The task: Could you echo the listing below line for line, from its very start down through the line containing "[472, 0, 960, 120]", with the pictures left out?

[Some records]
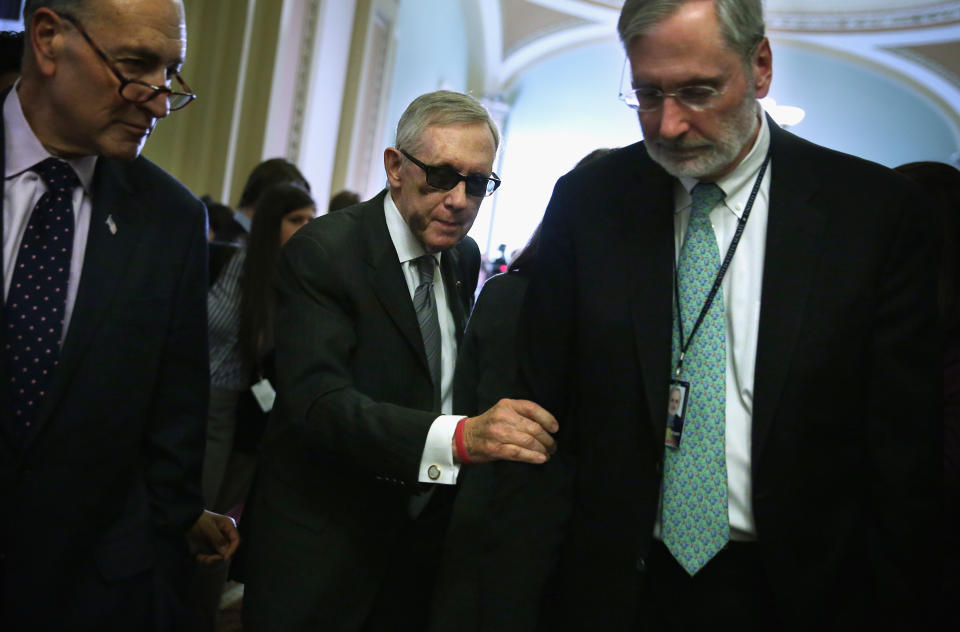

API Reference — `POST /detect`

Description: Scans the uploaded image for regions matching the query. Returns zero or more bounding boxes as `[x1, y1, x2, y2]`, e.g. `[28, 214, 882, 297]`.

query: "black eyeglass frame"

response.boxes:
[400, 149, 502, 197]
[57, 12, 197, 112]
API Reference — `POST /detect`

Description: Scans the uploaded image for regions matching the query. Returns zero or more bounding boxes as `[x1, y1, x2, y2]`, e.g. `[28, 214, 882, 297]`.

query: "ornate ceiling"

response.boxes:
[472, 0, 960, 120]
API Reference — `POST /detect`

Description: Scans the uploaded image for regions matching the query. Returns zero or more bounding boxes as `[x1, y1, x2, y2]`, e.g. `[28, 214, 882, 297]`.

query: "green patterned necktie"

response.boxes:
[662, 182, 730, 575]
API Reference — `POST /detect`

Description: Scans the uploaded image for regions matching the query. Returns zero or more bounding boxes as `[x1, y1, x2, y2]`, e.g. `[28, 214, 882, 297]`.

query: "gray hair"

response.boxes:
[23, 0, 87, 32]
[617, 0, 765, 65]
[396, 90, 500, 153]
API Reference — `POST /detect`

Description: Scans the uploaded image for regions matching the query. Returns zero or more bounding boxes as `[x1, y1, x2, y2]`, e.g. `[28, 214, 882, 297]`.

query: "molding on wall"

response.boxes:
[285, 0, 321, 162]
[766, 2, 960, 33]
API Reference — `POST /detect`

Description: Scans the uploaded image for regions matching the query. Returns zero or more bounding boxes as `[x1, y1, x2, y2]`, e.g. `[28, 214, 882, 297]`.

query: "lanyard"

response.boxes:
[673, 152, 770, 377]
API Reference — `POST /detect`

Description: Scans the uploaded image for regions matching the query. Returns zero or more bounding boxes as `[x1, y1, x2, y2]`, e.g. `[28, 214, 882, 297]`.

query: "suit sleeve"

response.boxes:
[866, 183, 943, 627]
[275, 230, 436, 484]
[144, 202, 210, 536]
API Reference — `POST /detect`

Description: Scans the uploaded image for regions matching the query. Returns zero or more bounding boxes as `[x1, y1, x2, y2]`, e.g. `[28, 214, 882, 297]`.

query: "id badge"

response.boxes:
[663, 380, 690, 450]
[250, 378, 277, 413]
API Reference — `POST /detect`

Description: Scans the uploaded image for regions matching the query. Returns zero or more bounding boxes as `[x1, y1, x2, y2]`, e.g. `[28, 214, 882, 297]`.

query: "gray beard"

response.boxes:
[646, 90, 760, 179]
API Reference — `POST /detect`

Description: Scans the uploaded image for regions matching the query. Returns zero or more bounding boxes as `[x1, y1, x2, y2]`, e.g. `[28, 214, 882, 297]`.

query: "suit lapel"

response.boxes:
[752, 121, 825, 466]
[33, 158, 144, 437]
[360, 191, 430, 375]
[628, 153, 674, 437]
[440, 246, 467, 346]
[0, 97, 10, 438]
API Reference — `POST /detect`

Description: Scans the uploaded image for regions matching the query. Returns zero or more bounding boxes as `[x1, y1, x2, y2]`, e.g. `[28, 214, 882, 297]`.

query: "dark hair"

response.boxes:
[238, 183, 316, 367]
[237, 158, 310, 209]
[507, 147, 613, 274]
[327, 189, 360, 213]
[0, 31, 23, 75]
[895, 162, 960, 331]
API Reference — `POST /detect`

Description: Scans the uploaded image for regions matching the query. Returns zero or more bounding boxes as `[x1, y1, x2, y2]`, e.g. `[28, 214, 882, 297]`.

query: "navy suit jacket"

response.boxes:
[446, 117, 942, 630]
[244, 192, 480, 630]
[0, 100, 209, 630]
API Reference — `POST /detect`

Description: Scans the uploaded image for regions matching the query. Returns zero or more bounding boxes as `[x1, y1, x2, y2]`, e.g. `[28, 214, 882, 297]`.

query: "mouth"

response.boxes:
[122, 123, 153, 137]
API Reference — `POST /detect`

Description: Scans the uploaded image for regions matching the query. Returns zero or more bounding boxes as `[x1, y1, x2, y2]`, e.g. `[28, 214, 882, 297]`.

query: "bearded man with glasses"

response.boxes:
[0, 0, 237, 630]
[241, 91, 556, 632]
[436, 0, 942, 632]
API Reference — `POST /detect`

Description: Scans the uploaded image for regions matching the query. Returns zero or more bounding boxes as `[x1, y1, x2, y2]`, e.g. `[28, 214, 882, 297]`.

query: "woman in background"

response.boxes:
[191, 183, 316, 632]
[210, 184, 316, 512]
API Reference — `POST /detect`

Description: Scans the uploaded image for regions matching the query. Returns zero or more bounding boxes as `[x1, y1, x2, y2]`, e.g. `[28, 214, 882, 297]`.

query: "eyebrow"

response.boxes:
[630, 76, 726, 90]
[111, 44, 183, 72]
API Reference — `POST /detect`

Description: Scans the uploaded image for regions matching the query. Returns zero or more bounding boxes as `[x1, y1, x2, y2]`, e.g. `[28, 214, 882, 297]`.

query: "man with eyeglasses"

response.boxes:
[0, 0, 237, 630]
[456, 0, 942, 632]
[243, 91, 556, 632]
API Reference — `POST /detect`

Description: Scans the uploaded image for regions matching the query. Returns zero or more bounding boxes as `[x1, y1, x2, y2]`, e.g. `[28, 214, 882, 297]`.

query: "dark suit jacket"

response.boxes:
[0, 118, 209, 630]
[468, 117, 941, 630]
[432, 272, 529, 632]
[244, 193, 480, 630]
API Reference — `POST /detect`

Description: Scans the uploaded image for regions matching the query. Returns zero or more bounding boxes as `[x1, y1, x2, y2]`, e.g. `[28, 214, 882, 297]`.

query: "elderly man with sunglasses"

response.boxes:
[238, 91, 557, 632]
[0, 0, 237, 630]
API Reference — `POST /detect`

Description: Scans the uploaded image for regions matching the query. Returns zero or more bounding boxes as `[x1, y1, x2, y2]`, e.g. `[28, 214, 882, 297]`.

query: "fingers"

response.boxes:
[464, 399, 559, 464]
[506, 399, 560, 433]
[217, 516, 240, 560]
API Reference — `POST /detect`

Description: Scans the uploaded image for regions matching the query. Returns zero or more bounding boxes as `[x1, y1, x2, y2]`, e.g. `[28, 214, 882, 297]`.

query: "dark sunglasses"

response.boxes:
[400, 149, 500, 197]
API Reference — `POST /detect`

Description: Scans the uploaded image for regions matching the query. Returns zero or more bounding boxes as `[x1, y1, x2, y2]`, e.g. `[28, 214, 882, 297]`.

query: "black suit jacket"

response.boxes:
[468, 117, 941, 630]
[244, 193, 480, 630]
[0, 115, 209, 630]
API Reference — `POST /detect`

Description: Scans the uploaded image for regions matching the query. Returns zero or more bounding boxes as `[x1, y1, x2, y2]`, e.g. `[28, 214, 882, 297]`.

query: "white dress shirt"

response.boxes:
[3, 82, 97, 345]
[654, 115, 773, 540]
[383, 193, 465, 485]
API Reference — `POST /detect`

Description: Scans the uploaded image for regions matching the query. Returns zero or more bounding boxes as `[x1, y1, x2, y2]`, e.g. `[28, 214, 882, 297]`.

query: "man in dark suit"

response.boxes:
[446, 0, 940, 631]
[0, 0, 235, 630]
[238, 91, 556, 631]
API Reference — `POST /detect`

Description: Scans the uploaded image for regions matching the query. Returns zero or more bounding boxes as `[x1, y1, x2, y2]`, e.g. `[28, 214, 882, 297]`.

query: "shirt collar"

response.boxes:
[677, 111, 770, 219]
[233, 211, 253, 233]
[3, 80, 97, 195]
[383, 191, 440, 263]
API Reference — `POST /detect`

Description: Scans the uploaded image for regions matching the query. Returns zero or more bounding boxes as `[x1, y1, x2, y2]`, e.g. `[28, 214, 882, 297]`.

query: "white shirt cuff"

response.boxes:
[418, 415, 464, 485]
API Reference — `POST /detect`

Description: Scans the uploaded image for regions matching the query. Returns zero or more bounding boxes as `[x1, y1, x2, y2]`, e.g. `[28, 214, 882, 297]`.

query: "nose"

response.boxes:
[444, 180, 467, 211]
[140, 92, 170, 119]
[659, 97, 690, 139]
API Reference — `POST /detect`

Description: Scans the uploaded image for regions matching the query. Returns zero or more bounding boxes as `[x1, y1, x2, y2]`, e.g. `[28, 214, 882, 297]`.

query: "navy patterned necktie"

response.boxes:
[663, 182, 730, 575]
[3, 158, 80, 442]
[413, 255, 441, 410]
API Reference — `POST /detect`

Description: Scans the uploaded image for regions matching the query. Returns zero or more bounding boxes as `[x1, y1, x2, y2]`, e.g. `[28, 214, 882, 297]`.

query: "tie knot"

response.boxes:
[690, 182, 726, 217]
[30, 158, 80, 191]
[417, 255, 437, 285]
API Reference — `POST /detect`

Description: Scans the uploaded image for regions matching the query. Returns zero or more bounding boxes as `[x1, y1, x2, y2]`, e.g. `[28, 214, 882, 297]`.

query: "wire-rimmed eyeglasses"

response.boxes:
[57, 12, 197, 112]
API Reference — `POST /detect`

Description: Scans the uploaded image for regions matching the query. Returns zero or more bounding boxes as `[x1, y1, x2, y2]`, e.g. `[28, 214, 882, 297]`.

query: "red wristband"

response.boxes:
[453, 417, 470, 465]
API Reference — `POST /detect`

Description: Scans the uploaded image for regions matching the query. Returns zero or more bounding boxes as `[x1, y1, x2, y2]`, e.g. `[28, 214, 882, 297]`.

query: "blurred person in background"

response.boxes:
[214, 158, 310, 243]
[327, 189, 360, 213]
[896, 162, 960, 629]
[193, 183, 316, 632]
[0, 31, 23, 91]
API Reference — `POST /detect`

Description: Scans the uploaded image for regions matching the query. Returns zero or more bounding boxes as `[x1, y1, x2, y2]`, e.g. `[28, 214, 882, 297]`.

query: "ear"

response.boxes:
[383, 147, 403, 189]
[24, 7, 64, 77]
[753, 37, 773, 99]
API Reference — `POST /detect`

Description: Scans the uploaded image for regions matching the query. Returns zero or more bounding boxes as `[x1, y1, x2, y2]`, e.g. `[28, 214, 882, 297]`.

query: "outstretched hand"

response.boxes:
[187, 509, 240, 564]
[454, 399, 560, 464]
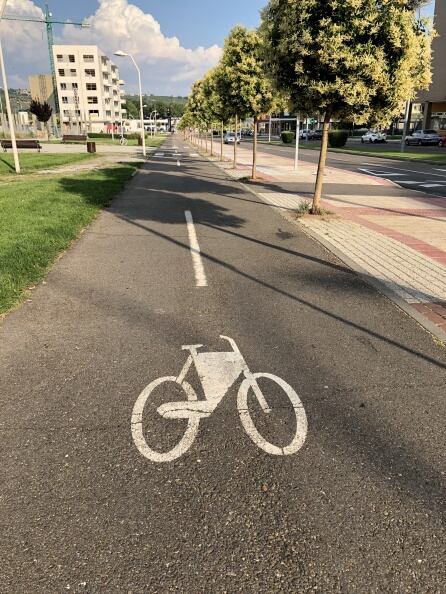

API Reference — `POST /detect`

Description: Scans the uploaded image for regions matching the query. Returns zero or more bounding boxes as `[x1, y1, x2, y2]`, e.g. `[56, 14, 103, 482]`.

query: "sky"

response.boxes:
[0, 0, 438, 95]
[1, 0, 267, 95]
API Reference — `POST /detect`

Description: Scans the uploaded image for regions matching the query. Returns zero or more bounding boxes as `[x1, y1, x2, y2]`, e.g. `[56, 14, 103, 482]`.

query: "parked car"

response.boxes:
[406, 130, 441, 146]
[299, 130, 313, 140]
[224, 132, 241, 144]
[361, 130, 387, 144]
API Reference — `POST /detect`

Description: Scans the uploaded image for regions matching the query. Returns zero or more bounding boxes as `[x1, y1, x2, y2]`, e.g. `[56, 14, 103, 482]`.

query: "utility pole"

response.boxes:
[3, 2, 90, 113]
[0, 0, 20, 173]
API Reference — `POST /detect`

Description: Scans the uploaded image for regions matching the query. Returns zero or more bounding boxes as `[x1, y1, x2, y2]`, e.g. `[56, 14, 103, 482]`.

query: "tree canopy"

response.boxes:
[261, 0, 431, 123]
[29, 99, 53, 124]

Solution:
API Reference — `POST /detect`

Description: Scans the uploaded image for regions matching the query. Returns zero or more bounding boxes as `[x1, y1, x2, y2]`, e.g. `[28, 214, 882, 297]`.

query: "black eyeglass frame"

response.boxes:
[400, 149, 502, 197]
[57, 12, 197, 112]
API Reference — `POST /detect`

Description: Scans the uploaded image for regions matching the query. Returns zero or more bounding boxes as `[x1, y1, x2, y2]`, e.g. `[28, 214, 882, 297]`.

query: "ornate ceiling"

response.boxes:
[472, 0, 960, 120]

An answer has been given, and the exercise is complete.